-- start SOURCE DOCUMENT --

EP: In your poetry, particularly in Catalog, you navigate incorporating simple yet precise language while avoiding redundancy. How do you consistently accomplish this balance of craft?

RG: Revise like hell. That’s how. I love revising, I love it. I’m actually just finishing another book and I have to send it in and I could revise it for the next ten years, easy. You know? I could just keep on going. So, anyway, that’s sort of how. Whatever things I’m trying to make happen in the poems, I’m very conscious about it. But also—this is important, too—I also have beloved readers who look at my work and they see things that I don’t see all the time, whether that’s my editor or it’s the people I share work with.

SB: Throughout the Book of Delights and Catalog, you spend much time describing a joy which is not entirely based on happiness. Because of this, your writing seems opposed to the idea of clean and simple happy endings. As an author who spends much time writing about joy, how do you find yourself dealing with cliché?

-- end SOURCE DOCUMENT --

▶ _REQUESTS_:
**1.** Reproduce the part of the interview from "RG: Revise like" to "dealing with cliché?".
**2.** In the interview, for how long does RG say the book being finished could easily be revised?
You won't need the material that comes after the interview.

-- start DATA PROVIDED --

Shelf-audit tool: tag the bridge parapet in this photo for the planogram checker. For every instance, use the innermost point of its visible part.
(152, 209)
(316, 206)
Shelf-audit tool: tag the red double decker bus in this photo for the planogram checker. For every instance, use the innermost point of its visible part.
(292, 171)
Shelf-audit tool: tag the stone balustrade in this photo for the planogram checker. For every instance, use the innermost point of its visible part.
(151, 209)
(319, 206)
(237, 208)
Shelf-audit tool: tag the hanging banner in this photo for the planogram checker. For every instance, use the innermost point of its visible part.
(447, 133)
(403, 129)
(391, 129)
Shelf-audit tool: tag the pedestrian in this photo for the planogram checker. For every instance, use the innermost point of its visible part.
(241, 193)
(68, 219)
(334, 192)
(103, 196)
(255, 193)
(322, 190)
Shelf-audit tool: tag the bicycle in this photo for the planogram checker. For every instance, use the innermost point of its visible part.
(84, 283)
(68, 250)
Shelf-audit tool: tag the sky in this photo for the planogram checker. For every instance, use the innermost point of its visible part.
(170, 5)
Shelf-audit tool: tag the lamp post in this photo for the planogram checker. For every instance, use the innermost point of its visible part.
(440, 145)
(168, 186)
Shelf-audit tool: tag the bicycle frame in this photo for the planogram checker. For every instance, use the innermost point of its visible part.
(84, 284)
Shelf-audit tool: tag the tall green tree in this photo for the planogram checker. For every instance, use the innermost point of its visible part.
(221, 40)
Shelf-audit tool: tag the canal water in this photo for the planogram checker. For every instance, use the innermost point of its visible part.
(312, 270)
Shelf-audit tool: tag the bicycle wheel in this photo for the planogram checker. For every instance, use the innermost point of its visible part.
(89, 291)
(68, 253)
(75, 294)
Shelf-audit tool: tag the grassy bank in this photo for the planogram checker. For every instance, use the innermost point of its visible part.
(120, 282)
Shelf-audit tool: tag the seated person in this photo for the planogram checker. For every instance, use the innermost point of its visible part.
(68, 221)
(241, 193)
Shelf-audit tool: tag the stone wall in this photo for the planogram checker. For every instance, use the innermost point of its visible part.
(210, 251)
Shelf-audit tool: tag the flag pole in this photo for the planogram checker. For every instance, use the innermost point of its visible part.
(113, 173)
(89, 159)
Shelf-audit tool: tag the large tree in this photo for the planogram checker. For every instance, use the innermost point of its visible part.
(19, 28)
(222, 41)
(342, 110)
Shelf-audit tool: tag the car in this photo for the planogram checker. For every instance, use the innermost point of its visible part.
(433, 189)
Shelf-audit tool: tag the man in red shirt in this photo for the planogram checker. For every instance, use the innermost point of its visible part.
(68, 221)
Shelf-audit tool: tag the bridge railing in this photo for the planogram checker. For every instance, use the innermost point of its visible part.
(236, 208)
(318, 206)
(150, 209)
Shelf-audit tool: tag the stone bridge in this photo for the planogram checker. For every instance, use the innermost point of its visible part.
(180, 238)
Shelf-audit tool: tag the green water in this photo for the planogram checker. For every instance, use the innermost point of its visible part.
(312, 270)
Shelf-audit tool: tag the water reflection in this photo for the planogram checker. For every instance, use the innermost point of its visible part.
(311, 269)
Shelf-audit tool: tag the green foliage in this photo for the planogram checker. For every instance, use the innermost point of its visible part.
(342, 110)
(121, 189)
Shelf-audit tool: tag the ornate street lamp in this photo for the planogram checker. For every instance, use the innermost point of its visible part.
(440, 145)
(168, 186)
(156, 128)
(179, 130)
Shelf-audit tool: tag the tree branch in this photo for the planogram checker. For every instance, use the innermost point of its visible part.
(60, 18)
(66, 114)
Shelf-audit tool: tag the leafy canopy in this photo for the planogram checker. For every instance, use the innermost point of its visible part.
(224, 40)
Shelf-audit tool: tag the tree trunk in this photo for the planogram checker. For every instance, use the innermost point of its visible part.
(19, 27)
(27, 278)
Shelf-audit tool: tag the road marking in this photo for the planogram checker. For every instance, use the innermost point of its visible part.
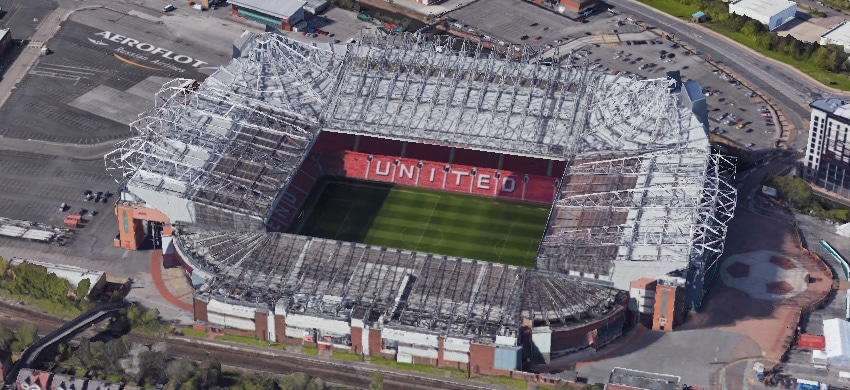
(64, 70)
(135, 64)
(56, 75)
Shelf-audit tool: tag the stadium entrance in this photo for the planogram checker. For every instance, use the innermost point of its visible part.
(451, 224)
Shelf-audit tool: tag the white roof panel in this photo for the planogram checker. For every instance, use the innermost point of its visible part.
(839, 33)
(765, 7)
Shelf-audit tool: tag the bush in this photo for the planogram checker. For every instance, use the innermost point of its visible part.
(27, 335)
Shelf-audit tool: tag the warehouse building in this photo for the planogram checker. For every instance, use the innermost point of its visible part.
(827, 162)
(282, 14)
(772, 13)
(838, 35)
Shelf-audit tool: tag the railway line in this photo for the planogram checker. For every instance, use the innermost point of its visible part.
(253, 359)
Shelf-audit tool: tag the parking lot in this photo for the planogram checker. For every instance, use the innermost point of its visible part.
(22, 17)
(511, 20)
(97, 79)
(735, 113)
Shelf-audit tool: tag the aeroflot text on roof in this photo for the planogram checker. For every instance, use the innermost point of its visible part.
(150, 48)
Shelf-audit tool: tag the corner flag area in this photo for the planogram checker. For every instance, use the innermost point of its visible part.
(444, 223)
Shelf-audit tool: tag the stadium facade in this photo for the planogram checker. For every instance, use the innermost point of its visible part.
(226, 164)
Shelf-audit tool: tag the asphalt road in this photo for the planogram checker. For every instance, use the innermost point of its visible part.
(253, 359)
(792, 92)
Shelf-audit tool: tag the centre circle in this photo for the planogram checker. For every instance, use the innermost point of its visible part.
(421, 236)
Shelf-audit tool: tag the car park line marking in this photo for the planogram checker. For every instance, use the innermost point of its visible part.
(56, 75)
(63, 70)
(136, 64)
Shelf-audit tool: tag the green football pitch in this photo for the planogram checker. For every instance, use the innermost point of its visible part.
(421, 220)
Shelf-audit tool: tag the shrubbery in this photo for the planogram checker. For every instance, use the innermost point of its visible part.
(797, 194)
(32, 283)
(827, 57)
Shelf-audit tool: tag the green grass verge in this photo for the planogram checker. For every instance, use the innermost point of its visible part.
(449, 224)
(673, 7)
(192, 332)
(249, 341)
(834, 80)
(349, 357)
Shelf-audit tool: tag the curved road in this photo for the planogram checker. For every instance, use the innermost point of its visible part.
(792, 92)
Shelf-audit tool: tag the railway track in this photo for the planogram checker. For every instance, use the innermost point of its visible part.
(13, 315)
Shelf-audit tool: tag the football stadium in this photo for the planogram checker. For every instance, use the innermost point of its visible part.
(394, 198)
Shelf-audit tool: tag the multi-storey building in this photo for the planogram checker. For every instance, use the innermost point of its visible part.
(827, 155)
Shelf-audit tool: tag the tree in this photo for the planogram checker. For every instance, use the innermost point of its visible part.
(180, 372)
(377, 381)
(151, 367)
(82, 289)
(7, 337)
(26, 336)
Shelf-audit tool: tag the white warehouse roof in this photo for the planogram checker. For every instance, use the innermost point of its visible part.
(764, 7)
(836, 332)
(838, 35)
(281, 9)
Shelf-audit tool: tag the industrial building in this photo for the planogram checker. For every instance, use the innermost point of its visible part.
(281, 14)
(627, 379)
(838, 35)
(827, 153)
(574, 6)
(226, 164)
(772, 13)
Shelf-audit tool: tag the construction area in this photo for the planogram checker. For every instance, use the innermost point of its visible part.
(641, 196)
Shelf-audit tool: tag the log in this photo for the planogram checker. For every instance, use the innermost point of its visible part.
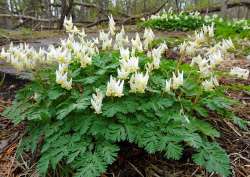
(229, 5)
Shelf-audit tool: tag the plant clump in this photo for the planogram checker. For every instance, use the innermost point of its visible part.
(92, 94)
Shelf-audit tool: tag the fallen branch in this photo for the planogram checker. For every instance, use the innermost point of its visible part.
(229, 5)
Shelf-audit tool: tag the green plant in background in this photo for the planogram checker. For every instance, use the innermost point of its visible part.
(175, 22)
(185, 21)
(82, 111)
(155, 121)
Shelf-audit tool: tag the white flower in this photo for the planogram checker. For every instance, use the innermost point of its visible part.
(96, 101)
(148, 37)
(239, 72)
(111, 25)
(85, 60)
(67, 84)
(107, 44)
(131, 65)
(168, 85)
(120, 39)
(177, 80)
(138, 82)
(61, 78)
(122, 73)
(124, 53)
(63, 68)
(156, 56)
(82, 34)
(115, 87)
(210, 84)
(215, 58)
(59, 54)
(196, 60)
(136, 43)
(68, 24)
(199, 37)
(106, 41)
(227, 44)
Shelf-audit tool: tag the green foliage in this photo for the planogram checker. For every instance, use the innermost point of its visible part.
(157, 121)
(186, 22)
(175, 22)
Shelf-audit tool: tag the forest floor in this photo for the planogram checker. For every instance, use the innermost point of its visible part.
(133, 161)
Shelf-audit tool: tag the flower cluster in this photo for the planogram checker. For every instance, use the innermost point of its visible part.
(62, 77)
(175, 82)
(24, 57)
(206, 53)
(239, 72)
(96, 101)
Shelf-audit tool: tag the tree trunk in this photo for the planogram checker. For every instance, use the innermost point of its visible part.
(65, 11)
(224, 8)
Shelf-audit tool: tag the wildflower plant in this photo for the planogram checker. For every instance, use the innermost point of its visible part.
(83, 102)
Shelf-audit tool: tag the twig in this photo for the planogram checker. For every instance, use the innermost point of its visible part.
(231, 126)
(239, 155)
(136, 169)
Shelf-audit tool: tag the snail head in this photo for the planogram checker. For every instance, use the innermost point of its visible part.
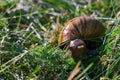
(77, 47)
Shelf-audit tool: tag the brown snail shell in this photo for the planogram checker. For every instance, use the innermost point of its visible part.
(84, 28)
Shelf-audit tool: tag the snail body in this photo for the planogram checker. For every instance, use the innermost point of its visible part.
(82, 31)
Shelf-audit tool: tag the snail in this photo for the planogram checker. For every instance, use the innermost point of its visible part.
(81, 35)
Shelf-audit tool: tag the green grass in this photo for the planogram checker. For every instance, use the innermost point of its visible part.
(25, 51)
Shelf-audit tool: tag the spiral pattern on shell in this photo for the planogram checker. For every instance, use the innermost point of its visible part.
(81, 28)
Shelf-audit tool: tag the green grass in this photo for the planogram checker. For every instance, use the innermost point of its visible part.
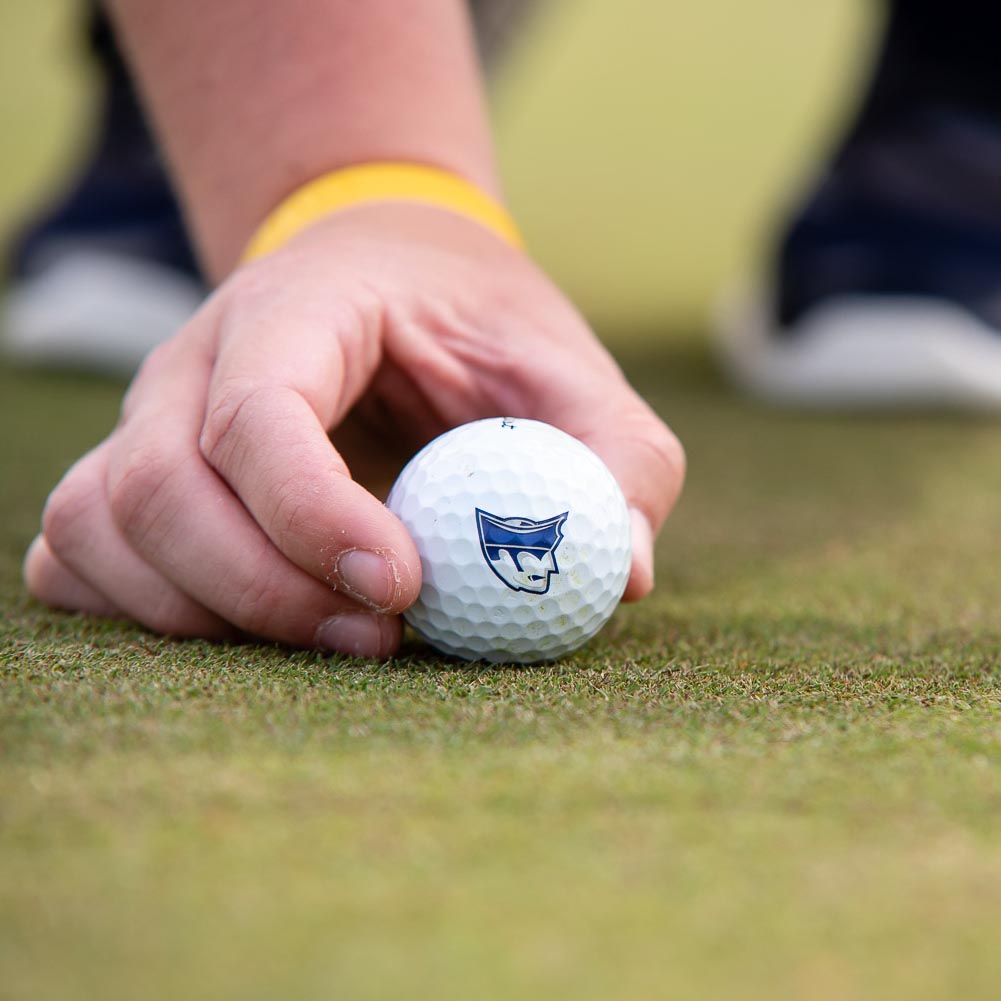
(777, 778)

-- end DATA PROVIDED --

▶ _REPLIES_:
**1.**
RG: Revise like hell. That’s how. I love revising, I love it. I’m actually just finishing another book and I have to send it in and I could revise it for the next ten years, easy. You know? I could just keep on going. So, anyway, that’s sort of how. Whatever things I’m trying to make happen in the poems, I’m very conscious about it. But also—this is important, too—I also have beloved readers who look at my work and they see things that I don’t see all the time, whether that’s my editor or it’s the people I share work with.

SB: Throughout the Book of Delights and Catalog, you spend much time describing a joy which is not entirely based on happiness. Because of this, your writing seems opposed to the idea of clean and simple happy endings. As an author who spends much time writing about joy, how do you find yourself dealing with cliché?

**2.** The next ten years.